[PROBLEM] Reproduce word for word the part of the ovarian cancer biomarkers text starting with "More than half" and going on through "ovarian cancer patients.".

[TEXT PROVIDED]
---+---
PROJECT
Blood based biomarkers in ovarian cancer
Understanding the how the immune system works in ovarian cancer survivors
Ovarian cancer is one of the most lethal female cancers. In the majority of patients, the disease has already spread by the time it is diagnosed and despite treatment, including surgery and chemotherapy, most women will relapse and ultimately die of their disease.
More than half (57 per cent) of women with ovarian cancer are no longer living five years after their diagnosis – we need to change this.
Recent evidence suggests ovarian cancer survival is closely related to our immune system. The immune system can attack malignant cells it recognises as ‘foreign’ (in the same way it protects us from bacterial infections) and there is a clear relationship between a declining anti-tumour immune response and ovarian cancer recurrence.
However, a lack of understanding of how the immune system mediates these processes has limited the development of effective ovarian cancer therapies.
This project is taking an innovative look at the immune system, to identify key immune-related markers to predict clinical outcomes and reveal new immunotherapeutic approaches. These advances could promote long-term remission in ovarian cancer patients.
Our study will focus on proteins called ‘tumour-antigen associated autoantibodies’ (TAAbs) and ‘cytokines’, which are made by our immune systems to fight ovarian cancer. Blood-based TAAbs and cytokines are associated with disease recurrence and testing these could assist in understanding how women with ovarian cancer respond to chemotherapy and for developing new treatments.
---+---
[INFORMATION]

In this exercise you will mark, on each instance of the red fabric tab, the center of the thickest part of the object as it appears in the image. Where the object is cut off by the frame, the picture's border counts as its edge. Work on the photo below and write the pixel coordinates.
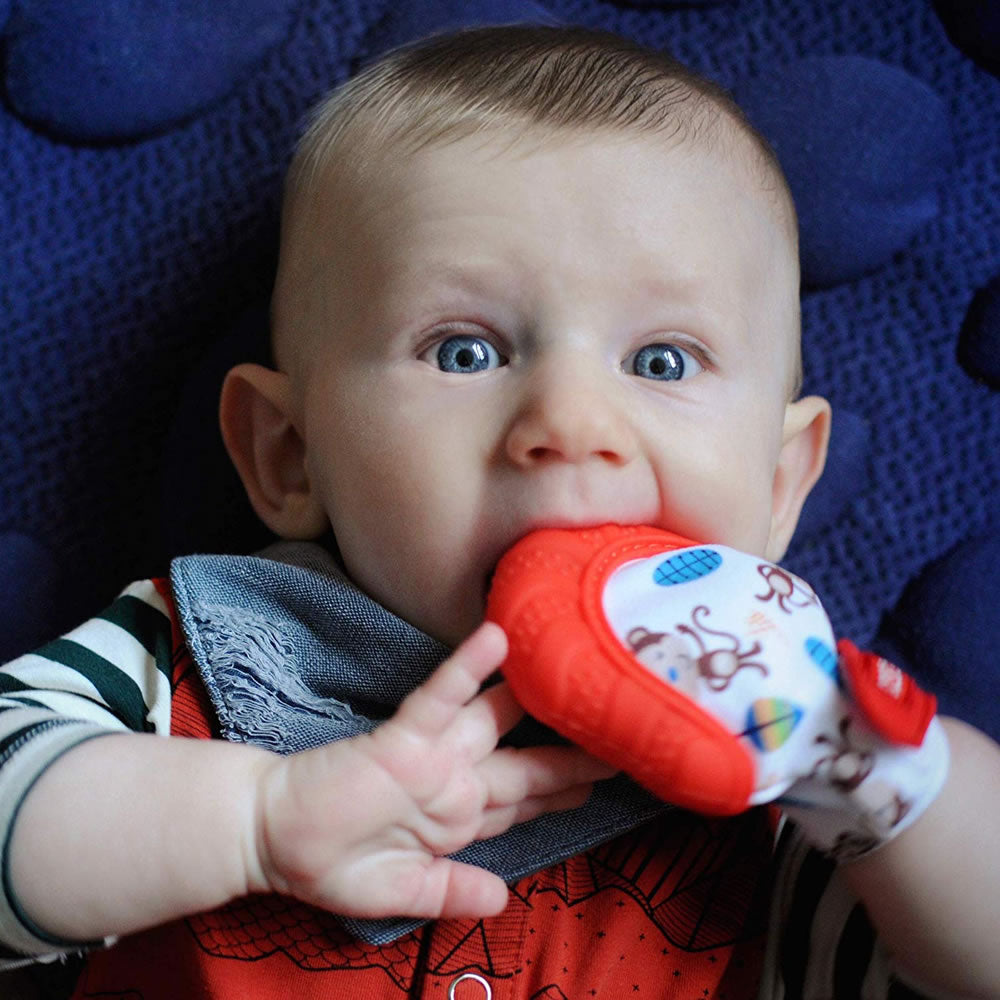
(890, 699)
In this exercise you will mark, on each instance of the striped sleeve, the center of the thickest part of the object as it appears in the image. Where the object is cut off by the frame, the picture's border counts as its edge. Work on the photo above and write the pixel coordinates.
(821, 944)
(112, 674)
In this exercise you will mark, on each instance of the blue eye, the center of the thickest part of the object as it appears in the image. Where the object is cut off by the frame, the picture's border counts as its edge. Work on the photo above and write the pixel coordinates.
(663, 362)
(466, 355)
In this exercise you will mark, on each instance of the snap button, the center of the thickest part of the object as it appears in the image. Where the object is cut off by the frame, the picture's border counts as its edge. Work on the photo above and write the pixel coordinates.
(469, 977)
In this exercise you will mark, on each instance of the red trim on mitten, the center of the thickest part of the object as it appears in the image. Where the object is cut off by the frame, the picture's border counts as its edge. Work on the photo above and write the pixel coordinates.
(890, 700)
(570, 671)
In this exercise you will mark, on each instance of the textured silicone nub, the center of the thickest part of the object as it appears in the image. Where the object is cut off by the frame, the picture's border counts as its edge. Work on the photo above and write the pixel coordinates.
(570, 671)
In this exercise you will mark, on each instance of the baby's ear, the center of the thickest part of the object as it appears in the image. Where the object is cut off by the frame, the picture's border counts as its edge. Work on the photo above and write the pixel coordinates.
(255, 414)
(803, 454)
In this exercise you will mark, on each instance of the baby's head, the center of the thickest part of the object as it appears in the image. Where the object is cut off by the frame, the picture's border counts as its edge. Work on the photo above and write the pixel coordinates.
(529, 277)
---+---
[SOLVED PROBLEM]
More than half (57 per cent) of women with ovarian cancer are no longer living five years after their diagnosis – we need to change this.
Recent evidence suggests ovarian cancer survival is closely related to our immune system. The immune system can attack malignant cells it recognises as ‘foreign’ (in the same way it protects us from bacterial infections) and there is a clear relationship between a declining anti-tumour immune response and ovarian cancer recurrence.
However, a lack of understanding of how the immune system mediates these processes has limited the development of effective ovarian cancer therapies.
This project is taking an innovative look at the immune system, to identify key immune-related markers to predict clinical outcomes and reveal new immunotherapeutic approaches. These advances could promote long-term remission in ovarian cancer patients.